- [TASK PROMPT]
Extract the entries in their exact form.

- [RECORD LIST]
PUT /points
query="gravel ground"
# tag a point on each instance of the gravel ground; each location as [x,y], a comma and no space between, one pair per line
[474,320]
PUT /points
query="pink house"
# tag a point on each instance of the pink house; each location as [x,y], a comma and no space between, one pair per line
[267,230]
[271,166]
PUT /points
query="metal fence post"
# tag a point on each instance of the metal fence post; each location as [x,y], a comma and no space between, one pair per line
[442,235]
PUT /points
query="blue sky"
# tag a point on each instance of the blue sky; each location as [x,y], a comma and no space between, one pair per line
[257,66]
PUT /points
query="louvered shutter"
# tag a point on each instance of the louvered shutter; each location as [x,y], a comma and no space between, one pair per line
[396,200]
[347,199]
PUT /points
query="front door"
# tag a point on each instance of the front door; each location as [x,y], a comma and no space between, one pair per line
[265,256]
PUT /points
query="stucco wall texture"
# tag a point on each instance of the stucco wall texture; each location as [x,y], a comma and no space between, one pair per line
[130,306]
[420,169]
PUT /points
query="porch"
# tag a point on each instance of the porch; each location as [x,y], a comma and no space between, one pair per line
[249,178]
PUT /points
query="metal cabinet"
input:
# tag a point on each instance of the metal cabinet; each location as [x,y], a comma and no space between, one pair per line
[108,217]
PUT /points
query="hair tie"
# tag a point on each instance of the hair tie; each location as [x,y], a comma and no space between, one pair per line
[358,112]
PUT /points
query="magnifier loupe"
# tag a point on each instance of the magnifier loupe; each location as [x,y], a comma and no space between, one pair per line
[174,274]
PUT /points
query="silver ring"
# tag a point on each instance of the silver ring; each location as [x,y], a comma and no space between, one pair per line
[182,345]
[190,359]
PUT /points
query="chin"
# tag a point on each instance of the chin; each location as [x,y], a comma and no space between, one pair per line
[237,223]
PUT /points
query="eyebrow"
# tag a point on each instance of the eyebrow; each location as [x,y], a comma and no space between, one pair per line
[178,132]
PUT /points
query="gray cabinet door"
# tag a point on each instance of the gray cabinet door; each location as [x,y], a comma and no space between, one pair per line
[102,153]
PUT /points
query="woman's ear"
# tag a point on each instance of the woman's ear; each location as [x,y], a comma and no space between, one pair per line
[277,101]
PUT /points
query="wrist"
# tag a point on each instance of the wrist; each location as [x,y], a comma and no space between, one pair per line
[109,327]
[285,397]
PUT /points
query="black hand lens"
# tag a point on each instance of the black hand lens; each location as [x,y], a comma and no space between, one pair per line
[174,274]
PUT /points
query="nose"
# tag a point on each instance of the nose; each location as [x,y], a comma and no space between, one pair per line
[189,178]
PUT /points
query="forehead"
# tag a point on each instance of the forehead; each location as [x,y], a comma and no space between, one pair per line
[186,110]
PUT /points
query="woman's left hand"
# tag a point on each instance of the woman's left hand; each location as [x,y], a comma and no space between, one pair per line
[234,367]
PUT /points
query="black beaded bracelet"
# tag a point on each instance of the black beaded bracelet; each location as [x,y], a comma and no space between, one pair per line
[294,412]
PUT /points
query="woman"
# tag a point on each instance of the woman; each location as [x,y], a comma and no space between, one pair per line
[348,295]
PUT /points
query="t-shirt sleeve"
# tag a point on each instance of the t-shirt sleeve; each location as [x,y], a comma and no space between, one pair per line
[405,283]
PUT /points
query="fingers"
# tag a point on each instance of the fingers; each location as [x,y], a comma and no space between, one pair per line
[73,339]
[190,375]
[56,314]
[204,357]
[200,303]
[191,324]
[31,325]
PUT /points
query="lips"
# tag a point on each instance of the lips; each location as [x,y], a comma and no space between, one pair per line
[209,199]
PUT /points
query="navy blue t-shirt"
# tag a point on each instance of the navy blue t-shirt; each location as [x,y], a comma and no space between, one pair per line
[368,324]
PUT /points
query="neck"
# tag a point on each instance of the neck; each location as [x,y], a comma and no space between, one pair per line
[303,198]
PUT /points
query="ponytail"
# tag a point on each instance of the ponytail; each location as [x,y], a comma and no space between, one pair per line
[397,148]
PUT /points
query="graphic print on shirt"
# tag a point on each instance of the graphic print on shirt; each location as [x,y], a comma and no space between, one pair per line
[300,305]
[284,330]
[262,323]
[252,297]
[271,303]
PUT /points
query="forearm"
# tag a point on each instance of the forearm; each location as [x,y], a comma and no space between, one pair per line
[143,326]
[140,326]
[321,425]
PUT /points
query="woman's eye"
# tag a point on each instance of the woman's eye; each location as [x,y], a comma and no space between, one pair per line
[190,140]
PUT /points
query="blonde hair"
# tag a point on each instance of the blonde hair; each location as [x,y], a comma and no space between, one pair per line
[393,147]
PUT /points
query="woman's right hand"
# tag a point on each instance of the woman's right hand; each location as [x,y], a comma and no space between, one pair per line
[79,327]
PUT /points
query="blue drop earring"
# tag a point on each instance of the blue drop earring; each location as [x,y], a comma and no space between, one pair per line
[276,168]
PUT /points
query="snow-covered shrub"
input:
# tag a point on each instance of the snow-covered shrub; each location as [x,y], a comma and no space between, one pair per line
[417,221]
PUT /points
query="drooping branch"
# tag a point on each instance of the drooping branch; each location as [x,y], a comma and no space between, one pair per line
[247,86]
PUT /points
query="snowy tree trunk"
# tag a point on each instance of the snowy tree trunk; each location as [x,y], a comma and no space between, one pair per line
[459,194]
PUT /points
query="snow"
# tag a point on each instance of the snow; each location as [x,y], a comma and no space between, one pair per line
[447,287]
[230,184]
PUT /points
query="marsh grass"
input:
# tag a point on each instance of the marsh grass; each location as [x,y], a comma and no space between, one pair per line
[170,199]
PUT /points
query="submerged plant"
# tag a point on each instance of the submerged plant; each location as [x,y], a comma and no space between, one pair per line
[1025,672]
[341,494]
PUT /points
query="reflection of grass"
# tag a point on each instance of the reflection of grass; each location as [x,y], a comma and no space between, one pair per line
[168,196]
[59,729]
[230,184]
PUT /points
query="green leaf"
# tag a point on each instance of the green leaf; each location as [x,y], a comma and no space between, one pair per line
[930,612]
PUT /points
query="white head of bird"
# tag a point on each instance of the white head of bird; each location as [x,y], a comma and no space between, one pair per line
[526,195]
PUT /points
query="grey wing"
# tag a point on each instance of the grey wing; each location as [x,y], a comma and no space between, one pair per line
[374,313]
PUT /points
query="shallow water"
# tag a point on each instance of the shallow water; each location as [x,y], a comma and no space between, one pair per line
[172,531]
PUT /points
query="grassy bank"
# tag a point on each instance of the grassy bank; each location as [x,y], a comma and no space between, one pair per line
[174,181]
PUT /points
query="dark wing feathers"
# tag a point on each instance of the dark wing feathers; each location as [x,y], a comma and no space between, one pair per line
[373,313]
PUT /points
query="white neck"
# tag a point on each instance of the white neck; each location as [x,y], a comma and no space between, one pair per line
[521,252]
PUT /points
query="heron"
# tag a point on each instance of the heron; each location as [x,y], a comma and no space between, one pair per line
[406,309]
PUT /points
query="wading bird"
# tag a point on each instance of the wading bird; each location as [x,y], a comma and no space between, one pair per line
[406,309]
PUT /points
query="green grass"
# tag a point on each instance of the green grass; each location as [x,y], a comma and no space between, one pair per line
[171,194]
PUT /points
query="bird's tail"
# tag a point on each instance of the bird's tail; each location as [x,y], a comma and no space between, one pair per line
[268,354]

- [SOLVED EXERCISE]
PUT /points
query="gravel ground"
# tag a point on each instance of the gravel ground; each location as [x,y], a comma and no space between, one pair per line
[474,320]
PUT /points
query="pink house"
# tag a point on each instance of the pink house; each location as [x,y], a comma and no space between, one pair per line
[267,230]
[271,166]
PUT /points
query="metal fence post"
# tag a point on each instance of the metal fence post; each location as [x,y], a comma and no space between, one pair per line
[442,235]
PUT /points
query="blue sky"
# tag a point on each instance of the blue sky; each location as [x,y], a comma and no space between, one pair per line
[257,66]
PUT /points
query="louvered shutter"
# tag a point on each instance of the louvered shutter; each location as [x,y], a comma and no space between, one pair per line
[396,200]
[347,199]
PUT /points
query="front door"
# tag a point on each instance of the front door; each location as [x,y], a comma and no space between, one pair per line
[265,256]
PUT /points
query="stucco wall texture"
# tag a point on each instance of the stucco wall texture; each location as [x,y], a comma and no space between, one pair per line
[130,306]
[420,169]
PUT /points
query="porch"
# tag a point on each instance of the porch; each location as [x,y], a comma and no space between, one pair per line
[249,178]
PUT /points
query="metal cabinet"
input:
# tag a point on each instance of the metal cabinet; each location as [x,y], a comma and no space between, one pair per line
[108,217]
PUT /points
query="hair tie"
# tag a point on each instance of the hair tie; each location as [x,y], a comma and no space between, one pair per line
[358,112]
PUT /points
query="magnifier loupe"
# tag a point on each instance of the magnifier loupe; each location as [x,y], a comma and no space between, one pair per line
[174,274]
PUT /points
query="silver ring"
# tag a point on each instance of the silver ring; each location as [x,y], a comma and no space between, one pair per line
[182,345]
[190,359]
PUT /points
query="chin"
# tag a point on each instance of the chin; each location as [x,y], a comma and no space between, one pair per line
[237,223]
PUT /points
query="eyebrow"
# tag a point on each instance of the eyebrow; each location as [x,y], a comma and no space between, one pair per line
[178,132]
PUT /points
query="gray cabinet door"
# tag a point on each instance of the gray cabinet door; each location as [x,y], a comma and no space between, one pair per line
[102,153]
PUT /points
query="woman's ear"
# tag a point on each instance of the woman's ear; each location as [x,y], a comma and no space between, one pair per line
[277,101]
PUT /points
query="wrist"
# tag a point on each instance of the wrist; each location as [x,y], a comma and no space between, one pair per line
[109,327]
[285,397]
PUT /points
query="black hand lens"
# tag a point on each instance of the black hand lens; each location as [x,y], a comma and no space between, one pair per line
[174,274]
PUT /points
query="nose"
# tag a point on each instance of the nose; each location as [x,y], a comma and no space between, one pair per line
[189,178]
PUT /points
query="forehead"
# tag a point on each instance of the forehead; each location as [x,y], a comma and no space between, one pair per line
[186,110]
PUT /points
query="woman's left hand"
# tag a point on each instance of the woman's left hand; each location as [x,y], a comma and no space between, one pair per line
[234,367]
PUT /points
query="black beaded bracelet"
# tag a point on each instance of the black beaded bracelet; each location as [x,y], a comma and no space between, one pair per line
[294,412]
PUT /points
query="woman"
# tag a point on each instance of the woman; each location as [x,y], a comma and no space between, one pair per line
[348,295]
PUT /points
query="t-shirt sleeve"
# tag a point on each instance of the t-shirt sleeve; each location as [x,y], a comma and no space between, one pair per line
[405,283]
PUT /points
query="fingers"
# tag a point on each instance of the fingers; each location as [x,y], a comma and no space between, one pair per line
[73,339]
[190,375]
[56,314]
[204,357]
[200,303]
[191,324]
[31,325]
PUT /points
query="lips"
# tag a point on each instance of the lips; each location as [x,y], a comma and no space between, one pair per line
[209,199]
PUT /points
query="navy blue t-shirt"
# tag a point on each instance of the navy blue t-shirt; each location as [x,y], a comma and no space between, one pair per line
[368,324]
PUT /points
query="neck"
# tag a point on each instance of the neck; each location as [x,y], a comma and no space between, one pair per line
[303,198]
PUT /points
query="ponytail"
# tag a point on each instance of the ponytail; each location as [x,y], a comma and no space between, one pair per line
[397,148]
PUT /points
query="graphic print on shirt"
# tag a point on each instance of the graphic print on shirt; each location as [x,y], a comma and no space between, one pair per line
[300,305]
[284,330]
[262,323]
[252,297]
[271,303]
PUT /points
query="forearm"
# tag a point on each instance of the forearm; each location as [x,y], a comma and no space between, one pair per line
[143,326]
[140,326]
[321,425]
PUT /points
query="woman's eye"
# tag a point on each instance of the woman's eye; each location as [x,y], a comma and no space between, one pair per line
[190,140]
PUT /points
query="blonde hair"
# tag a point on each instance of the blonde hair; each location as [x,y], a comma and no space between, one pair per line
[393,147]
PUT /points
query="woman's right hand"
# tag a point on each instance of the woman's right hand; each location as [x,y], a comma and no space between, one pair per line
[79,327]
PUT /points
query="blue drop earring"
# tag a point on each instance of the blue drop earring; each location as [x,y], a comma and no space between, one pair per line
[276,168]
PUT /points
query="snow-covered shrub"
input:
# tag a point on each instance of the snow-covered shrub; each location as [x,y], a comma and no space between, one pair per line
[417,221]
PUT /points
query="drooping branch"
# tag a point on each instance of the drooping branch; each location as [x,y], a comma and no space between, one pair per line
[247,86]
PUT /points
query="snowy tree trunk"
# tag a point on each instance of the snowy tree trunk; each location as [x,y], a comma and no space between, one pair per line
[459,194]
PUT /points
query="snow"
# tag a point on each instance of the snow; each location as [x,y], a comma and no space between, one pair per line
[447,287]
[230,184]
PUT /points
query="marsh grass"
input:
# tag a point on each instance of the marsh grass; each location as [x,y], a comma and no space between, one pair per line
[170,199]
PUT /points
query="submerged plant"
# tag a point on each instance of the submerged plant; each location as [x,y], a comma and no space between, one pair per line
[1025,672]
[341,494]
PUT /points
query="reflection of grass"
# tag a point on each instance of the reflection of grass; each location as [x,y], a comma and no space between, one pair per line
[168,196]
[59,729]
[230,184]
PUT /points
query="green leaf"
# tag a point on each instance of the green leaf; each location as [x,y], a comma and no space between, one pair per line
[930,612]
PUT /points
query="white head of bird"
# tag a point on each instance of the white head of bird; each location as [x,y], a comma and no space between, one pair per line
[526,195]
PUT /points
query="grey wing"
# tag a point on each instance of the grey wing; each location as [x,y], a comma and no space between, one pair per line
[374,313]
PUT /points
query="shallow water"
# tag a point on each instance of the shallow water; each location as [x,y], a comma and no space between, one pair per line
[172,531]
PUT /points
query="grassy bank"
# tag a point on each instance of the grassy bank; each location as [x,y], a comma and no space between, one pair per line
[174,181]
PUT /points
query="dark wing feathers"
# tag a point on each instance of the dark wing feathers; each location as [x,y], a comma and no space between, one pair per line
[373,313]
PUT /points
query="white neck"
# tag a point on each instance of the white neck; each location as [x,y], a comma and no space between, one pair per line
[521,252]
PUT /points
query="heron"
# tag a point on each instance of the heron; each location as [x,y], a comma and no space between, one pair per line
[406,309]
PUT /points
query="wading bird"
# tag a point on each instance of the wading bird; each location as [x,y], a comma and no space between, one pair per line
[406,309]
PUT /points
query="green grass"
# tag a point on each instance of the green grass; each location as [x,y], a comma and no space between, one pair per line
[171,194]
PUT /points
query="bird's tail"
# tag a point on each instance of the bird's tail; each location as [x,y], a comma and no space between, one pair per line
[268,354]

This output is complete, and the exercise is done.